*SELECTED EXTRACT*.
Let them talk it out—we think out loud
Brainstorm together. It's bonding.
Don’t expect every convo to have a point (sorry!)
Use stories and vivid examples
Emote. Bring the jazz hands.
Mirror energy (with extra pep)
Validate their ideas before riffing
Help them stay on track with gentle nudges
Energy: The Invisible Currency of the SOC
Energy can’t be created or destroyed—only transformed. Sound familiar?
Innies get fragmented when they spend too much energy in loud environments. They need solitude to reorganize and recharge.
Outies get disorganized by stillness. Action transforms our chaos into usable fuel.
TL;DR?
One needs a nap.
The other needs a party.
Carl Jung once suggested that conflict isn’t random but fundamentally rooted in the natural tension between introverts and extroverts. Conflict gets a bad rap in the SOC. It feels messy, unproductive, and a distraction from the mission. But here’s the thing: rupture and repair? That’s how strong teams are forged.
It’s not the absence of friction that builds resilience—it’s working through it. Testing your system, your relationships, your reflexes. Again and again.
(Okay, I’ll stop. I’m veering dangerously close to therapist territory—though I do consider myself a false positive therapist on occasion.)
Now... back to our regularly scheduled post-RSA programming.
Enter the Era of “Just Plug in an Agent!”
It’s 2025, and RSAC sounds like a garage sale of autonomous security agents:
“LLM-powered alert triage agents!”
“Auto-generating SOAR playbooks via agents!”
“Data pipeline agents!”
“Context-enriching detection agents!”
Oh—and apparently, we’re supposed to start calling traditional endpoint agents sensors now, because the term agent has been unofficially rebranded for AI. I can’t make this stuff up.

Dataset entries
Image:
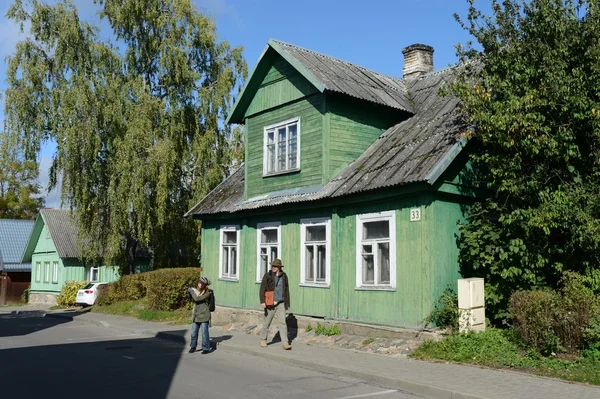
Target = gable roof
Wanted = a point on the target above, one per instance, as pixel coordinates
(64, 234)
(418, 149)
(326, 74)
(62, 229)
(14, 235)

*ACTIVITIES*.
[a] In the SOC post, which agent pitches does the author say make RSAC sound like a garage sale? List them all.
[b] From the SOC post, extract the passage from "Carl Jung once" to "therapist on occasion.)".
[c] Answer these about the SOC post:
(i) What do innies need in order to reorganize and recharge?
(ii) What year does the author say it is?
(iii) What are traditional endpoint agents now supposed to be called?
The listing comes from a separate source, unrelated to the text above it.

*ANSWERS FOR THIS EXERCISE*.
[a]
"LLM-powered alert triage agents!"
"Auto-generating SOAR playbooks via agents!"
"Data pipeline agents!"
"Context-enriching detection agents!"

[b]
Carl Jung once suggested that conflict isn’t random but fundamentally rooted in the natural tension between introverts and extroverts. Conflict gets a bad rap in the SOC. It feels messy, unproductive, and a distraction from the mission. But here’s the thing: rupture and repair? That’s how strong teams are forged.
It’s not the absence of friction that builds resilience—it’s working through it. Testing your system, your relationships, your reflexes. Again and again.
(Okay, I’ll stop. I’m veering dangerously close to therapist territory—though I do consider myself a false positive therapist on occasion.)

[c]
(i) Solitude.
(ii) 2025.
(iii) Sensors.